:: SELECTED PASSAGE ::

A bank loaned over $8,000,000 to Areaworks Pty Ltd for a
property development in Victoria. Adrian Liddell (Liddell) provided
a guarantee of the debt. Subsequent to default under the facility,
the bank sold the secured property and commenced debt recovery
proceedings against Liddell for the shortfall of over $700,000
owing to it.
A sequestration order was subsequently made against Liddell upon
the presentation by Liddell of a debtor's petition, with
admitted debts in his bankruptcy totalling $3,303,078.
On 14 August 2014 a meeting of creditors was convened to
consider a composition proposed by Liddell whereby $50,000 would be
paid to creditors by his family, delivering an expected return to
creditors of about 1 cent in the dollar
(Composition). The seven creditors in attendance
voted unanimously to accept the Composition.
The bank did not attend the meeting of creditors, as it was not
provided with notice of the meeting. Liddell's bankruptcy
trustee forwarded notice of the meeting to an old registered office
of the bank, and it was not received.
The bank submitted that if it had received notice of the
meeting, it would have voted against the Composition, and given the
size of the debt owing to it, the Composition would not have been
passed. The bank made application for the Composition to be set
aside under sections 222 and 76B of the Bankruptcy Act
1966 (Act) on two grounds:
Failure to receive notice of the meeting of creditors; and
Unreasonable terms of the Composition.
The Federal Circuit Court found that the bank, as a creditor of
Liddell, should have received notice of the meeting of creditors
pursuant to section 64A of the Act, and that the trustee in
bankruptcy did not make a proper attempt to ascertain the address
of the bank's current registered office.
The bank contended that the failure to provide it with notice
was the key issue. Hartnett J agreed and held that regardless of
whether the bank would have held sufficient voting rights at the
meeting to prevent the passing of the Composition, the lack of
notice was fatal, and the Composition must be set aside. In any
event, the court also found that the bank would have had the
necessary votes at the meeting to outvote the other creditors, and
prevent the Composition from being passed.

:::

● WRITTEN REQUEST 1
In the bankruptcy case summary, how much money would Liddell's family have paid to creditors under the Composition?
The rows below have no connection to the bankruptcy case summary above.

:: MATERIAL SHOWN ::

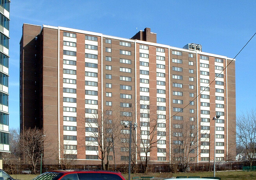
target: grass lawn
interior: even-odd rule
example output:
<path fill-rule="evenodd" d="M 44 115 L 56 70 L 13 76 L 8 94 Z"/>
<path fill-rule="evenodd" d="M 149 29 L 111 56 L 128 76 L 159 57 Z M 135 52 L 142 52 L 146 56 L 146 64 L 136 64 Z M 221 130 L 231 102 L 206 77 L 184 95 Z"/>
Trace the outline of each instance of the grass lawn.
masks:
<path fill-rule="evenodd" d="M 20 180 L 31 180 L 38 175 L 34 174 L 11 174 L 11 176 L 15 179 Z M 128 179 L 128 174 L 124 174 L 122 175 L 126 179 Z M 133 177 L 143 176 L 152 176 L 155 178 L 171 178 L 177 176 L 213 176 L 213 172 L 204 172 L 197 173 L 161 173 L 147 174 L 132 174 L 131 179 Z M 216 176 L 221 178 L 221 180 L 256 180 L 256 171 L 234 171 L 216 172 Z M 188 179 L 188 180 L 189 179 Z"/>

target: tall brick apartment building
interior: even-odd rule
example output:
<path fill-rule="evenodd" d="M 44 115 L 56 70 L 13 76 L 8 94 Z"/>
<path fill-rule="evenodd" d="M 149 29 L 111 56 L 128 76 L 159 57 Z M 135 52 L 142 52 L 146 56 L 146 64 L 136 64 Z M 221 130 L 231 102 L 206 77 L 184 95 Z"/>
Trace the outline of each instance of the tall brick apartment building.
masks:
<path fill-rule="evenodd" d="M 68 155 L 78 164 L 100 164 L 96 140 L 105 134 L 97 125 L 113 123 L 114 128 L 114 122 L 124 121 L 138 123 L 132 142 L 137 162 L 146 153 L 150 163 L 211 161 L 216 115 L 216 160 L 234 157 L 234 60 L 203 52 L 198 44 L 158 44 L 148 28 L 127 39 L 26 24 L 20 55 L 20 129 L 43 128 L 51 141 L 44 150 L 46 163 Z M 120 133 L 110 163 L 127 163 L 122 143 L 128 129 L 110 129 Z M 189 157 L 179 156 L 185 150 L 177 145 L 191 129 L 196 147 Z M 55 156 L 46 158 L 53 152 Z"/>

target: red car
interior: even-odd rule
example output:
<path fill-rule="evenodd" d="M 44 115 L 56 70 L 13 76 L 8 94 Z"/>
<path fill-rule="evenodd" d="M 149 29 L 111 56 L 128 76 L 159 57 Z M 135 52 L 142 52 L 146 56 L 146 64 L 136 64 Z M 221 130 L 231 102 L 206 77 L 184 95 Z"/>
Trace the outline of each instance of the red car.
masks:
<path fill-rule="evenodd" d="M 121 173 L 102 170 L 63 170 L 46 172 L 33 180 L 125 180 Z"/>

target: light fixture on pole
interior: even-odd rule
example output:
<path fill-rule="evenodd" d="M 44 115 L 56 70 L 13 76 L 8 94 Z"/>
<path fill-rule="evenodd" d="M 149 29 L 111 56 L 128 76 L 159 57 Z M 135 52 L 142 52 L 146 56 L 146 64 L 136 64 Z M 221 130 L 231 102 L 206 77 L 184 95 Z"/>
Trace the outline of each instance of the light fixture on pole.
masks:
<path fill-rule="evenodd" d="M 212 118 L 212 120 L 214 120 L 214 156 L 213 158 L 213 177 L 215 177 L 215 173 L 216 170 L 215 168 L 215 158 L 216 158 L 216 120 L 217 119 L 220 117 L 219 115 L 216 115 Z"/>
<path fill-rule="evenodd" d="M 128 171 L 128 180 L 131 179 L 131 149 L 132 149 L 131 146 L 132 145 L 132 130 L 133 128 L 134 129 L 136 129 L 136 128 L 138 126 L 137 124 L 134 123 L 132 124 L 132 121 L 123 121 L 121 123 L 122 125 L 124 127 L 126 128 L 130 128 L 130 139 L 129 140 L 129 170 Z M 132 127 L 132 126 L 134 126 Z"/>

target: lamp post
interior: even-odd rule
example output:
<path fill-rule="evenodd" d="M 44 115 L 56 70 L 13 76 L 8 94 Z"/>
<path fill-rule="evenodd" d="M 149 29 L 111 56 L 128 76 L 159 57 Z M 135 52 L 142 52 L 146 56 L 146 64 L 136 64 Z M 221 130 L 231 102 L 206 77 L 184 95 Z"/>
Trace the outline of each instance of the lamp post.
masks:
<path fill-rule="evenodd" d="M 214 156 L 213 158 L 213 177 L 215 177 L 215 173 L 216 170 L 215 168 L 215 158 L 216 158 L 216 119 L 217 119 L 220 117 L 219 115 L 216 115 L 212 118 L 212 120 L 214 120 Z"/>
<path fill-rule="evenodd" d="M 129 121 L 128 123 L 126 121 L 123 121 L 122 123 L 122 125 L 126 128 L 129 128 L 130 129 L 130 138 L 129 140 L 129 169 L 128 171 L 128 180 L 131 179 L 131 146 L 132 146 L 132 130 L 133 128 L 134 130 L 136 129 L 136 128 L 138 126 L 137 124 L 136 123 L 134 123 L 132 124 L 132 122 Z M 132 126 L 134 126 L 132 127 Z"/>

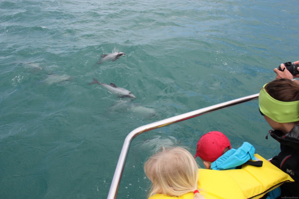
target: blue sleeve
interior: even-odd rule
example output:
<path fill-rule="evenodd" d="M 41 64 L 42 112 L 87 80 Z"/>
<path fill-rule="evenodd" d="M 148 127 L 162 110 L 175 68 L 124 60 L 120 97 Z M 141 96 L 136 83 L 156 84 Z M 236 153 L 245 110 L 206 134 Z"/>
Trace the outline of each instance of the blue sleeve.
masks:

:::

● WRITTEN REQUEST 2
What are the lines in the rows from the one containing "target: red car" through the one containing "121 173 L 102"? Reproduce them word for word, including both of those lines.

● COMPLETE RESPONSE 1
$50,000

● COMPLETE RESPONSE 2
target: red car
interior: even-odd rule
example output:
<path fill-rule="evenodd" d="M 44 115 L 56 70 L 13 76 L 8 94 Z"/>
<path fill-rule="evenodd" d="M 149 29 L 111 56 L 128 76 L 159 57 Z M 135 52 L 142 52 L 146 56 L 146 64 L 136 64 Z M 221 130 L 231 102 L 206 77 L 184 95 Z"/>
Trace the outline of each instance of the red car.
masks:
<path fill-rule="evenodd" d="M 121 173 L 102 170 L 63 170 L 46 172 L 33 180 L 125 180 Z"/>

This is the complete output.